The principal research interests of our group fall into the three interrelated research areas of environmental, analytical and water sciences. We work in the area of water quality and novel technologies used to decrease contamination of water. Our recent interests focus on water fingerprinting to inform the state of the environment and public health.
Emerging micropollutants in the environment
Emerging environmental contaminants including pharmaceuticals, illicit drugs, personal care products and endocrine disruptors are a group of compounds without well understood occurrence, fate and effects in the environment and human health but with the potential to cause such effects. Our research concentrates on identifying new micropollutants in environmental matrices, understanding their fate in the environment and identifying their possible effects on humans and the environment. This includes the development of new analytical methodology primarily utilising liquid chromatography coupled with mass spectrometry to identify and quantify micropollutants and their transformation products at low ppt levels.

* TASK LIST *
- 1) Rewrite the research group description starting with "The principal research" and going on through "and public health.", swapping "public health" for "human wellbeing".
- 2) According to the research group description, what method does the group mainly use to identify and quantify micropollutants?
- 3) Continue the research group description from its last sentence.

* PROVIDED MATERIAL *
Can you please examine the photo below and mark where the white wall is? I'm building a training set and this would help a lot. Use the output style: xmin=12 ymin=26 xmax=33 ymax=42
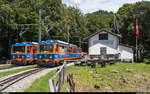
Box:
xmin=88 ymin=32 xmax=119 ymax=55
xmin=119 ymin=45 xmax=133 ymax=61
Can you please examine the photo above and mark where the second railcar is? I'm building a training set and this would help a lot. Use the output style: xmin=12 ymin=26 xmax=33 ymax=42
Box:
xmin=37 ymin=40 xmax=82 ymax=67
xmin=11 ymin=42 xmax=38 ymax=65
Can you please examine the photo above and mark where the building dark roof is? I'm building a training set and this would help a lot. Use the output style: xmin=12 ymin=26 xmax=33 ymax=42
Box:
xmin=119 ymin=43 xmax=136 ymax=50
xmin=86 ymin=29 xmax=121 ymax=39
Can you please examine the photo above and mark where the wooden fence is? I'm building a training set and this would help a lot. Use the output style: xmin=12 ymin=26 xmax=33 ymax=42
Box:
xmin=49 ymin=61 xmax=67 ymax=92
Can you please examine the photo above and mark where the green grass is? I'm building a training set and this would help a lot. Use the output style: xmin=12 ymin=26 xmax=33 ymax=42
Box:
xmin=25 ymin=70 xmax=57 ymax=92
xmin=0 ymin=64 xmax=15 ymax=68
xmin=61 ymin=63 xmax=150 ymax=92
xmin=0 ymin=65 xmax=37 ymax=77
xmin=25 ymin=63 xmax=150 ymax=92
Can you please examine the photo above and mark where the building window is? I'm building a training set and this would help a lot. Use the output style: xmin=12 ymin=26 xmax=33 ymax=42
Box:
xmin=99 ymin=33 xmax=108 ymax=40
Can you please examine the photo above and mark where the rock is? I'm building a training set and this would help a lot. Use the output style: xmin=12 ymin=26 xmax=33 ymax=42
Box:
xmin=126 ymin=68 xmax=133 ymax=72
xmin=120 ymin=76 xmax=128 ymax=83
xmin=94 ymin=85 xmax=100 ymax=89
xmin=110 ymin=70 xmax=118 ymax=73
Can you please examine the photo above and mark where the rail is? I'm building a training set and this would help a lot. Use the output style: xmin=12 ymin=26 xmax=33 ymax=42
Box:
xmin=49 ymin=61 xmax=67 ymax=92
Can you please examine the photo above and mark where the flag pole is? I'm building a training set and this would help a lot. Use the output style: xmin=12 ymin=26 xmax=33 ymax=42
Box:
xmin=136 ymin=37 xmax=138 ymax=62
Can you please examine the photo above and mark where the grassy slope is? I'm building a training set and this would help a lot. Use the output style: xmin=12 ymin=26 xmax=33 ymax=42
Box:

...

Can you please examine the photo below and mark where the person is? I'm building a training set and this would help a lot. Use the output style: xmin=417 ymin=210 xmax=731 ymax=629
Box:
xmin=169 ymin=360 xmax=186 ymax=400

==

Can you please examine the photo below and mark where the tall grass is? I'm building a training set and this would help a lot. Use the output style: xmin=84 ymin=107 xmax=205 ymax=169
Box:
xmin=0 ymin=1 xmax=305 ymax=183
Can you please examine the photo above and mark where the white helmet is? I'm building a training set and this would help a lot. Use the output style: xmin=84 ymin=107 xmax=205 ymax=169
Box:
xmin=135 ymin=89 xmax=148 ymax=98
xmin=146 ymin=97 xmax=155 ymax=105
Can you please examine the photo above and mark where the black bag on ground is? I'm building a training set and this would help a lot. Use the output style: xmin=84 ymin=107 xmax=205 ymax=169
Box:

* EXERCISE RESULTS *
- 1)
The principal research interests of our group fall into the three interrelated research areas of environmental, analytical and water sciences. We work in the area of water quality and novel technologies used to decrease contamination of water. Our recent interests focus on water fingerprinting to inform the state of the environment and human wellbeing.

- 2) Liquid chromatography coupled with mass spectrometry.

- 3)
The enantiomers of chiral compounds can differ in interactions with chiral environments such as enzymes in the body. Therefore in biological systems they can be recognised as two different substances that elicit different responses: one enantiomer of the same drug may produce the desired therapeutic activity, while the other may be inactive or even toxic. The ratio of active/inactive enantiomer of the chiral drug can change significantly after its administration, metabolism in and excretion from the body. It can be subsequently altered during biological wastewater treatment and when the drug is already present in the environment. Biological processes can lead to stereoselective enrichment or depletion of enantiomeric composition of chiral drugs. Therefore the very same drug might reveal different activity and toxicity and this will depend on its origin and exposure to several factors governing its fate in the environment.
Existing reports on the presence and fate of pharmacologically active compounds, due to their non-enantioselective analysis, do not tackle the problem of their chirality. As a result, current understanding of environmental fate and effects of chiral drugs is limited, might be inaccurate and misleading, as it incorrectly assumes that enantiomers have identical environmental behaviour and toxicity. Therefore to understand and predict the mechanisms governing the fate of chiral drugs, their possible toxicity and impact on the environment, determination of enantiomeric composition of chiral drugs in environmental matrices is essential and constitutes a vital part of our research. This involves also the development of analytical methods capable of enantiomeric separation of chiral drugs and their application in environmental context.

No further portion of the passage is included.